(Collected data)
-------

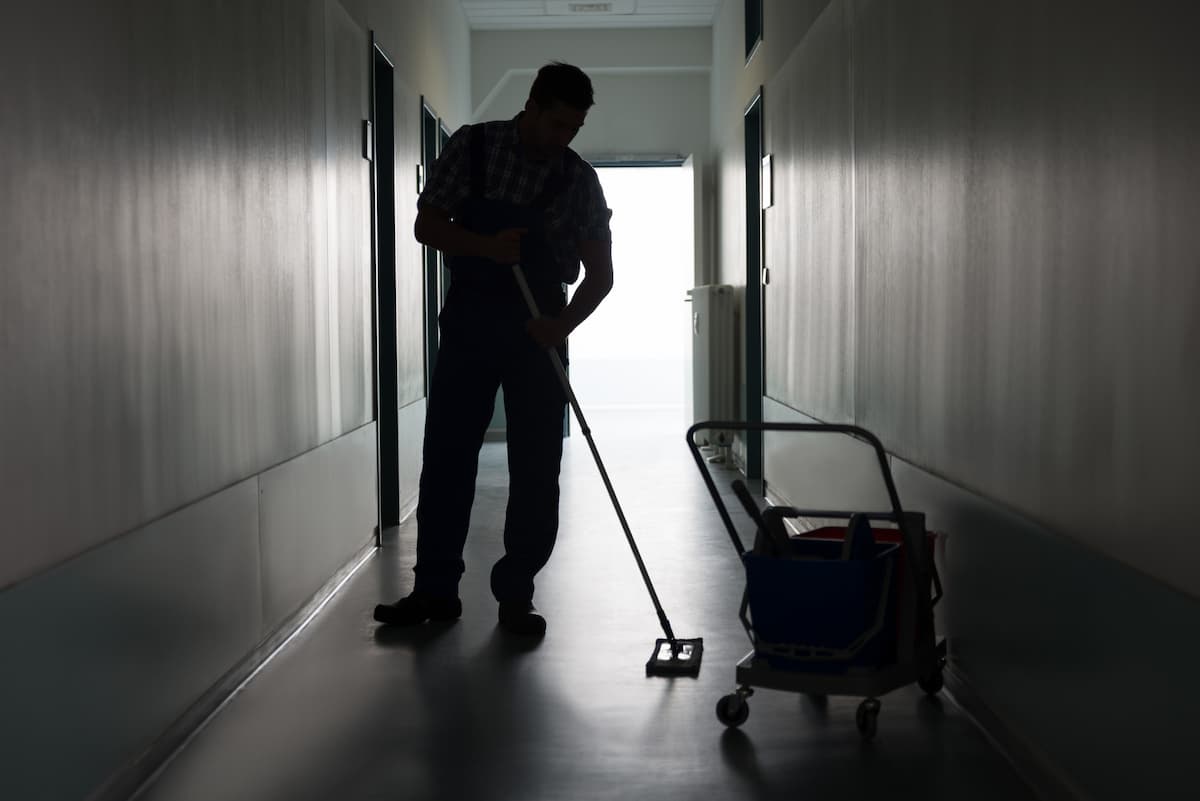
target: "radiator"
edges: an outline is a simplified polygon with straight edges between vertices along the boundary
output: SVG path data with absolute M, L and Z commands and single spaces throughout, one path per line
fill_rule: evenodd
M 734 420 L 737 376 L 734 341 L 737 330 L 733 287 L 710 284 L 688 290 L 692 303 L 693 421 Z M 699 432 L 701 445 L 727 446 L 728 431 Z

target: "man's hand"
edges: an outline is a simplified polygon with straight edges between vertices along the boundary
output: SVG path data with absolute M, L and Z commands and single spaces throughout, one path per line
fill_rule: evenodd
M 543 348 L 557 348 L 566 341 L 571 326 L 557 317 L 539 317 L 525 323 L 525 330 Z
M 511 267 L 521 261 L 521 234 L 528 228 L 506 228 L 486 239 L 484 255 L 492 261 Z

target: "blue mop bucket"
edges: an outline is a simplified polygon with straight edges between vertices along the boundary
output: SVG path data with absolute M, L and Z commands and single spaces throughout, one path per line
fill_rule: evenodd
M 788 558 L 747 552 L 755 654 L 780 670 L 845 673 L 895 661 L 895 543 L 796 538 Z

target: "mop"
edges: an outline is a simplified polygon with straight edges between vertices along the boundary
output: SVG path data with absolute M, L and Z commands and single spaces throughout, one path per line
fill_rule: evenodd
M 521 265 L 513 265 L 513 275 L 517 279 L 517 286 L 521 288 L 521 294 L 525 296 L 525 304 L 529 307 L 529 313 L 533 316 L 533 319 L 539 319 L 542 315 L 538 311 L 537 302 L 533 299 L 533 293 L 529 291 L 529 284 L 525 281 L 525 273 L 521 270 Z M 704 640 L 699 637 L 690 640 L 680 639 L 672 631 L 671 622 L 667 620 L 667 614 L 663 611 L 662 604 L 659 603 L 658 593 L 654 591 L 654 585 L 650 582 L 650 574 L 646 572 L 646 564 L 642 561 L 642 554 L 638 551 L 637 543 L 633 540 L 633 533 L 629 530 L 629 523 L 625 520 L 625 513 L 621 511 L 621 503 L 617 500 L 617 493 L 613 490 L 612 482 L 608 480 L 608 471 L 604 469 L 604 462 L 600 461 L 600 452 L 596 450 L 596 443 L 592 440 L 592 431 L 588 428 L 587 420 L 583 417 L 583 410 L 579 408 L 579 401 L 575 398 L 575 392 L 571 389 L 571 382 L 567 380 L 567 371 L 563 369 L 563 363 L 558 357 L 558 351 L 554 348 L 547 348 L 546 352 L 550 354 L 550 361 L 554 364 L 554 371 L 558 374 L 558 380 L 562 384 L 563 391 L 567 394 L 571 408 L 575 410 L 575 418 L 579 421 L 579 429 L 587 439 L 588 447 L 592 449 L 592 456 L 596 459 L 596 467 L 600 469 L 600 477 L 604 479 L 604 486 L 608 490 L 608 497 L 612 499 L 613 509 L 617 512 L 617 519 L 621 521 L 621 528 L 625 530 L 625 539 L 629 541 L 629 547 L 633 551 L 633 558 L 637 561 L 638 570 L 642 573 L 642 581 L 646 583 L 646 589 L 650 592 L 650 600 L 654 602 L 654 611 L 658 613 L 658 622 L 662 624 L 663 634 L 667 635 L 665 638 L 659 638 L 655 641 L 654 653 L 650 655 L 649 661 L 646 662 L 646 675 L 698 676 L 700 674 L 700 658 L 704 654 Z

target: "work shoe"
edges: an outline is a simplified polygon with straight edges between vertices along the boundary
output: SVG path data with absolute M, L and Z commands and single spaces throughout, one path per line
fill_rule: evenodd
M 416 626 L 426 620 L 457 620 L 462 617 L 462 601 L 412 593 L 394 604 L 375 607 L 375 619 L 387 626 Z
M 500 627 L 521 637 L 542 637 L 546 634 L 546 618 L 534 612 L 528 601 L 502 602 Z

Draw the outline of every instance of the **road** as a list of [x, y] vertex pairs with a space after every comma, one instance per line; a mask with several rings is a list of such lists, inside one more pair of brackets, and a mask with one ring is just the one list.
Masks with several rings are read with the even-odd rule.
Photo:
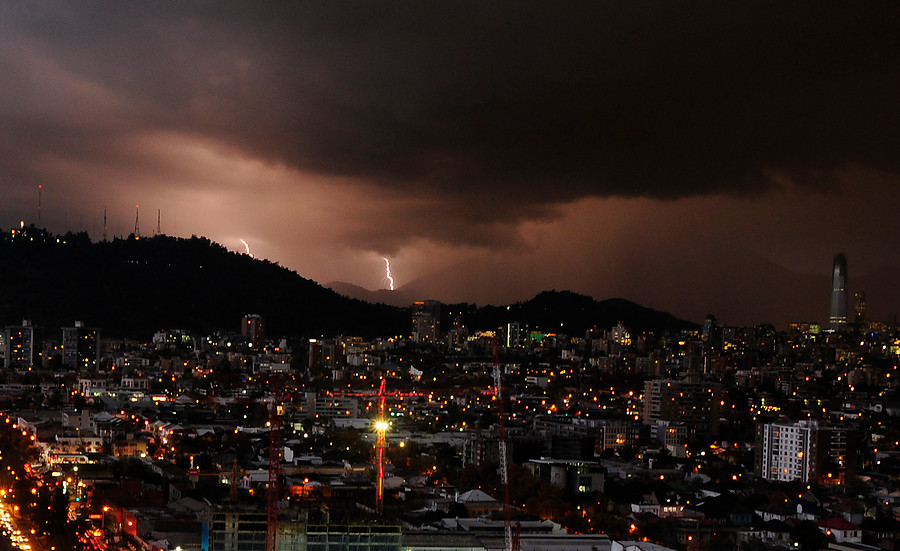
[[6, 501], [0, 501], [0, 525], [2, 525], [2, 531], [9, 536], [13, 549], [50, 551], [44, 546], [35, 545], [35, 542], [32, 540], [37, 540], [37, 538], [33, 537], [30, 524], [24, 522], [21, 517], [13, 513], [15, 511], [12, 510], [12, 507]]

-------

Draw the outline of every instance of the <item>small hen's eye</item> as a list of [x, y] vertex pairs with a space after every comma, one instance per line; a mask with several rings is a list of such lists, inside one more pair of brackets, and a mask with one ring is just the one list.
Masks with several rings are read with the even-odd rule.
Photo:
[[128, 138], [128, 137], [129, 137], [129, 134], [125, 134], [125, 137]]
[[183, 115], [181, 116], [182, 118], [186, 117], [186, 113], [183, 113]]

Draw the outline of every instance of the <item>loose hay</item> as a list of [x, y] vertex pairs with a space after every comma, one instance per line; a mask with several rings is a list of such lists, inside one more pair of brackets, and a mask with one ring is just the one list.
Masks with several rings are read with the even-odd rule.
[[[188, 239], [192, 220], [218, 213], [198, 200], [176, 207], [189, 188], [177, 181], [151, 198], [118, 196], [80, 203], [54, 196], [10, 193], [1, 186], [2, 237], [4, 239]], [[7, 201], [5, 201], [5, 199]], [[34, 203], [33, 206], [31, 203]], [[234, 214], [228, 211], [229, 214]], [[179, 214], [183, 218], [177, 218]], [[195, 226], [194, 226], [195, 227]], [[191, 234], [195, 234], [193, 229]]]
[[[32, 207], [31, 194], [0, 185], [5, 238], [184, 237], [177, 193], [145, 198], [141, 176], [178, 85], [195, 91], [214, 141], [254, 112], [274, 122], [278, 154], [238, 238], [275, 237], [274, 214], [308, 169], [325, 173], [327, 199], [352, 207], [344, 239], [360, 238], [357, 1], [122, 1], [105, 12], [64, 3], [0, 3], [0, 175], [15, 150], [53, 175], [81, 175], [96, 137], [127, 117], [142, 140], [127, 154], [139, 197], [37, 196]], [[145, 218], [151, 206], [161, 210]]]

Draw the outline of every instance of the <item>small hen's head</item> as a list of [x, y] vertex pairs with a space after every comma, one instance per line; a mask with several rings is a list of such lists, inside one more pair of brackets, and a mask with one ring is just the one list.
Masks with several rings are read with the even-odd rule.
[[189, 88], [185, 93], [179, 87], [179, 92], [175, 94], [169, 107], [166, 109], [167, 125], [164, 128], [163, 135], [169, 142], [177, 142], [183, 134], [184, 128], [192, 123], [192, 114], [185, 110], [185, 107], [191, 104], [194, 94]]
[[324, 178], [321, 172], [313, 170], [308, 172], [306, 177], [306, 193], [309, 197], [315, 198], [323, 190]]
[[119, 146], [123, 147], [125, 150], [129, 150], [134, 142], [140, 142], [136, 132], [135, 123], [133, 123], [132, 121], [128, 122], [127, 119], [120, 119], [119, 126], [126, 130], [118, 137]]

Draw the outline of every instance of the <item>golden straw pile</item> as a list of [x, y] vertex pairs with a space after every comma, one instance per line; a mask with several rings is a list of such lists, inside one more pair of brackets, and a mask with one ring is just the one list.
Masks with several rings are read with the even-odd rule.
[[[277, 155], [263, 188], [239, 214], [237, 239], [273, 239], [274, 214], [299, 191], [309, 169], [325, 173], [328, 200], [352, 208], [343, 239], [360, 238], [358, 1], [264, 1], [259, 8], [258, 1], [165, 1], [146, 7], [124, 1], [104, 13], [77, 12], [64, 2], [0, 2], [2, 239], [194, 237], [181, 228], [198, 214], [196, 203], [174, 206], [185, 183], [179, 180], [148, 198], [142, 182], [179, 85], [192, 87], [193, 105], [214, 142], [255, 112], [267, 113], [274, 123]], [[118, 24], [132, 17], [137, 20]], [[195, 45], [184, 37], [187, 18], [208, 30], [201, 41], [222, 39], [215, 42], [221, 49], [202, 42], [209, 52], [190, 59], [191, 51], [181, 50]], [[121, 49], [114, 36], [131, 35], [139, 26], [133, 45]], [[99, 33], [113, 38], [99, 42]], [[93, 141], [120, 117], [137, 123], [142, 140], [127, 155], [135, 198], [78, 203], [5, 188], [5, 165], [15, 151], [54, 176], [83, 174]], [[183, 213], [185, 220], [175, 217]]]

-------

_Exercise prompt:_
Whenever a line includes the word "target", pull it out of the entries.

_Task result:_
target: "radiator"
target: "man's hand"
target: "blue mop bucket"
target: "mop"
target: "work shoe"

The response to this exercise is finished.